───── DATA FOR PROCESSING

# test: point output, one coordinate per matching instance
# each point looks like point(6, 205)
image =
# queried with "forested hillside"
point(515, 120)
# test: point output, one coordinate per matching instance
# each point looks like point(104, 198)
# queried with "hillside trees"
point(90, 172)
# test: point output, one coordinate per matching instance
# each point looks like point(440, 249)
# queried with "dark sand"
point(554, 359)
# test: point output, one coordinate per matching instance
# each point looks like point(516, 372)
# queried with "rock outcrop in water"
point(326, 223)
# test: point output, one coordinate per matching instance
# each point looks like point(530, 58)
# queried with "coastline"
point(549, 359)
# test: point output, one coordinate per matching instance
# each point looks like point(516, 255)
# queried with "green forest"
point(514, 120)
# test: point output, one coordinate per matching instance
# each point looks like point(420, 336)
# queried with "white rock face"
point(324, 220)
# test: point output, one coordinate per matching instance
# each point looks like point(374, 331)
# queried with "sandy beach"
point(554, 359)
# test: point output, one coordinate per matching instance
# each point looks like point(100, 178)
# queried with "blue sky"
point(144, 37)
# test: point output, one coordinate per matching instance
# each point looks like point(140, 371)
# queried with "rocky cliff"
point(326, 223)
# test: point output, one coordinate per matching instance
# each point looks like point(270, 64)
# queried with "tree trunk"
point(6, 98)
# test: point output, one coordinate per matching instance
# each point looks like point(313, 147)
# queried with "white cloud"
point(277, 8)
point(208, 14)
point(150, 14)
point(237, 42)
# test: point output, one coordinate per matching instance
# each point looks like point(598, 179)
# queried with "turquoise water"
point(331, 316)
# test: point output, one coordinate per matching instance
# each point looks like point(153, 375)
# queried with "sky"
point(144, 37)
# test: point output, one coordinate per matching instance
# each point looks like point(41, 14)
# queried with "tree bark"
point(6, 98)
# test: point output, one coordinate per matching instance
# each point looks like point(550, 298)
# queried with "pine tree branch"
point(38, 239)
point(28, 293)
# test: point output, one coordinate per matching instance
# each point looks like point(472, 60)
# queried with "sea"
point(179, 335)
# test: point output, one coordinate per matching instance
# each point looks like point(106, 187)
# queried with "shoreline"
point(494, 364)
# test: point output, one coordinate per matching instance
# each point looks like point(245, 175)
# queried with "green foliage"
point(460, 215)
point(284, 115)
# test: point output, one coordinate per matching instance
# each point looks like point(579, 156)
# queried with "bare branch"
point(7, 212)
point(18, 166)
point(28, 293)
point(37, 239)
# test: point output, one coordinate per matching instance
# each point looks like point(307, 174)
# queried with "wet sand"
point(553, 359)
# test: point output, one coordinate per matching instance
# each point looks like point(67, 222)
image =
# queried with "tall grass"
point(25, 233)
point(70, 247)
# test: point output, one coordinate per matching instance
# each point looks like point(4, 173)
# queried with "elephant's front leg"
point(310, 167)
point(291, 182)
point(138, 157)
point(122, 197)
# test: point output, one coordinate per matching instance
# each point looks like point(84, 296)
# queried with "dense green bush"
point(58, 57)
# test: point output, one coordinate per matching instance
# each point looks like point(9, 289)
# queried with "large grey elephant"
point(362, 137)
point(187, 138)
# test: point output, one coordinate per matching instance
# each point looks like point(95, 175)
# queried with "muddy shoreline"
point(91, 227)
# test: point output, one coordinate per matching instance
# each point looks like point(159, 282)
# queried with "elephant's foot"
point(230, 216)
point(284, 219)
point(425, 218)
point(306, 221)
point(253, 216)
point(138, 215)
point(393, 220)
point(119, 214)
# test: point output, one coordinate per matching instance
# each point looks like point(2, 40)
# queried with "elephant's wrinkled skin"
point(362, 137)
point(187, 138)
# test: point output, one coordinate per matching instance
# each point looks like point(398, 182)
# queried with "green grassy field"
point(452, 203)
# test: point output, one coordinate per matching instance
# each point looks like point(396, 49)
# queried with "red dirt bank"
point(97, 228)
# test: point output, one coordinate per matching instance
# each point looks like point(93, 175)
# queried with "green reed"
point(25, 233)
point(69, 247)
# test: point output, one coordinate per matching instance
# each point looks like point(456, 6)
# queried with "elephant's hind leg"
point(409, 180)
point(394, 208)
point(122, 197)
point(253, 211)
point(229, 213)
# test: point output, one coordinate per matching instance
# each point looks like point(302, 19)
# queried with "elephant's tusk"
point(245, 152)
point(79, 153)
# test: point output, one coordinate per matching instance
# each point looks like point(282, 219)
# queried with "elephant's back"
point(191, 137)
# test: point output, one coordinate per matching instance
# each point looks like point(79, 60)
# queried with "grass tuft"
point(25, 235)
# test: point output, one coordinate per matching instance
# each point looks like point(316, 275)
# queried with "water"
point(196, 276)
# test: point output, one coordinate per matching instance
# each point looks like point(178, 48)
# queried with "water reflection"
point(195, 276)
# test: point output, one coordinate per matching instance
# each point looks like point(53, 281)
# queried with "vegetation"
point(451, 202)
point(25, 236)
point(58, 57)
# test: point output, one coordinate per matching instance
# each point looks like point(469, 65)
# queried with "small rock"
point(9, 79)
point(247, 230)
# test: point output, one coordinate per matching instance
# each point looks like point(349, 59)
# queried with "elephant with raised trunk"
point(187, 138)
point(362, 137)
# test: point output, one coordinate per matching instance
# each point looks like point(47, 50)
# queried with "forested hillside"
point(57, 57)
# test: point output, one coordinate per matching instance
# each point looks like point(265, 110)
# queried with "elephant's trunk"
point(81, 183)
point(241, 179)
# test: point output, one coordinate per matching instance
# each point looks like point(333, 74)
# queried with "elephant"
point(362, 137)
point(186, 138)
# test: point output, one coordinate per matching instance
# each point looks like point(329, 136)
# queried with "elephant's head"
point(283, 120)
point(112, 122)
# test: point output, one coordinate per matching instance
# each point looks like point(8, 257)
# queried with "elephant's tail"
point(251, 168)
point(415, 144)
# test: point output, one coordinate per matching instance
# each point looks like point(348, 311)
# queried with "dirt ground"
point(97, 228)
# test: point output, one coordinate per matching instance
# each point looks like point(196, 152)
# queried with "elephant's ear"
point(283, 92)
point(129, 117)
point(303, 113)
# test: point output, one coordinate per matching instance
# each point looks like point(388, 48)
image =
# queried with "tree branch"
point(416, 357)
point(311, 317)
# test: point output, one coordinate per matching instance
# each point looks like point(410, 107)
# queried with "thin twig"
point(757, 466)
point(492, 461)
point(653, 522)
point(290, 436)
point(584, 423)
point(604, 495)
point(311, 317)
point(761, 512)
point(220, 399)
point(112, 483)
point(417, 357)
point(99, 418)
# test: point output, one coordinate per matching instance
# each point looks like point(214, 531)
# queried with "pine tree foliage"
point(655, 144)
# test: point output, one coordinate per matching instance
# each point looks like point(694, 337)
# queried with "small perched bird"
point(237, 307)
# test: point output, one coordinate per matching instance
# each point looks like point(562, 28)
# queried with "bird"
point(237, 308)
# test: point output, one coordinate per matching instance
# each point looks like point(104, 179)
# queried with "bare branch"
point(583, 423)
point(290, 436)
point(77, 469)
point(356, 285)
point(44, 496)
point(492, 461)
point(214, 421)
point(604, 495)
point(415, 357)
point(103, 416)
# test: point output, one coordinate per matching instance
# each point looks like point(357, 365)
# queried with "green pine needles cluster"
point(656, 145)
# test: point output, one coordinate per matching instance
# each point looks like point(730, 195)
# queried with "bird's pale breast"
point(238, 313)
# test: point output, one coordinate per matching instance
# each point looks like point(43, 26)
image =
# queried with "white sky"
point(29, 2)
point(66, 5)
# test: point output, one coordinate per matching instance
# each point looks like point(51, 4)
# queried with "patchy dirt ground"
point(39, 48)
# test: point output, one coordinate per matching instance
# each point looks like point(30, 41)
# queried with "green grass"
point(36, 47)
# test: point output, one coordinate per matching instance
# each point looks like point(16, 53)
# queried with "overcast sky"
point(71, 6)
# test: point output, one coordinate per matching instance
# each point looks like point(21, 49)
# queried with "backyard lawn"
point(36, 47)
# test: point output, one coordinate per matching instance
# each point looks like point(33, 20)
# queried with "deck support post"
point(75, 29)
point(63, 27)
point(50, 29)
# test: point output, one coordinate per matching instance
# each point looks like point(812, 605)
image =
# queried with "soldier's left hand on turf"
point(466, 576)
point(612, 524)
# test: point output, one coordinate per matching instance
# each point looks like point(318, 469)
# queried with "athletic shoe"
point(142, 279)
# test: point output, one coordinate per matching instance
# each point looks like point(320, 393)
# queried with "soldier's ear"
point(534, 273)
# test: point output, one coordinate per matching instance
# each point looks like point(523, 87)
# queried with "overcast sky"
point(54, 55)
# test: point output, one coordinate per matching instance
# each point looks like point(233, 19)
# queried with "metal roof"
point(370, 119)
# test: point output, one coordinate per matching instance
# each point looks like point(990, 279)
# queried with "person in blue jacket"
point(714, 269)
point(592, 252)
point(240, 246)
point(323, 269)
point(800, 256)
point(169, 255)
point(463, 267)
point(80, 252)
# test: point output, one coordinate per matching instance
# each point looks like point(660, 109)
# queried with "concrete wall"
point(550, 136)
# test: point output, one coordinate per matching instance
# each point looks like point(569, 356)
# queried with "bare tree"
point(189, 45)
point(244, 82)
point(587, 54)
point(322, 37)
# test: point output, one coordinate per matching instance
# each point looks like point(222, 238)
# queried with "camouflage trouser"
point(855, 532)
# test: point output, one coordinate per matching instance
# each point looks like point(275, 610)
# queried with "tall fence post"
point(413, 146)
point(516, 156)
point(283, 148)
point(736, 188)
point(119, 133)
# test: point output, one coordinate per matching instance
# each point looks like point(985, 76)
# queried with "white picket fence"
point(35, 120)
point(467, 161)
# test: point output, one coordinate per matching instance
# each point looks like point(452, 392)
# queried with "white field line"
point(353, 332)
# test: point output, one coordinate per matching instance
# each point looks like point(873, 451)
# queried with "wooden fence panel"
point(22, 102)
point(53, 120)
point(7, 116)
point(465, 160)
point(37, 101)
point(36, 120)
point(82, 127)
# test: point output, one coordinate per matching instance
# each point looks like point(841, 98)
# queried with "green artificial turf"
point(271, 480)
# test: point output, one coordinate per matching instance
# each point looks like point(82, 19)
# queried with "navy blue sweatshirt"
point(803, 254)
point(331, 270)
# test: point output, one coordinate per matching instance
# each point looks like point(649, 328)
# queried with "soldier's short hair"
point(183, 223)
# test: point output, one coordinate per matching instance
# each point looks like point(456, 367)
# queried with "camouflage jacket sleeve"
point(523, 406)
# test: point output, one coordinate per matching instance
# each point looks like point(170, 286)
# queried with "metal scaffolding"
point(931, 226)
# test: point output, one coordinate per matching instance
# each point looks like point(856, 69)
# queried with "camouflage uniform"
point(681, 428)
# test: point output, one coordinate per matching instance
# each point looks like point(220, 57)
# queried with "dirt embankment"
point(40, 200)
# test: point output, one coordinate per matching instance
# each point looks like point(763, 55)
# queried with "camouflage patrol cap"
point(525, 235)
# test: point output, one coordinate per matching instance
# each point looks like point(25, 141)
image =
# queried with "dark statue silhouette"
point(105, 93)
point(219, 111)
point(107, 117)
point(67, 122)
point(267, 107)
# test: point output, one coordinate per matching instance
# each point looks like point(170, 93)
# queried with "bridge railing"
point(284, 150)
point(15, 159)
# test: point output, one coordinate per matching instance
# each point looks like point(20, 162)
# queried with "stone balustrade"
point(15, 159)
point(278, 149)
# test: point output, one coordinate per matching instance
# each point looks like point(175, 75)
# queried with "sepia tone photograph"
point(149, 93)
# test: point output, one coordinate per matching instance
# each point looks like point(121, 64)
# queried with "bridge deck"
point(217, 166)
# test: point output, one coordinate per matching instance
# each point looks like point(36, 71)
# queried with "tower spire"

──────────

▶ _WHAT YOU ARE ASKED TO DO_: Write out the rows word for word, starting at the first line and ending at the line containing "point(90, 172)", with both of those lines included.

▶ _THE RESULT_:
# test: point output, one coordinate per matching instance
# each point looks like point(6, 205)
image =
# queried with "forested hillside"
point(515, 120)
# test: point output, one coordinate per matching instance
# each point looks like point(104, 198)
# queried with "hillside trees"
point(90, 172)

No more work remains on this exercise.